● **EXERCISE TASK**
Rewrite all of the material below, including each request, and shift every coordinate in the answers by adding 69 to it.

● **DATA ENTRIES**
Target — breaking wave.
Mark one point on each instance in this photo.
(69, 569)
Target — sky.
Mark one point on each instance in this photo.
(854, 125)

● **FULL ANSWER**
Target — breaking wave.
Mark one point on each instance in this photo.
(138, 638)
Target — sky.
Mark one point on each instance in this photo.
(923, 194)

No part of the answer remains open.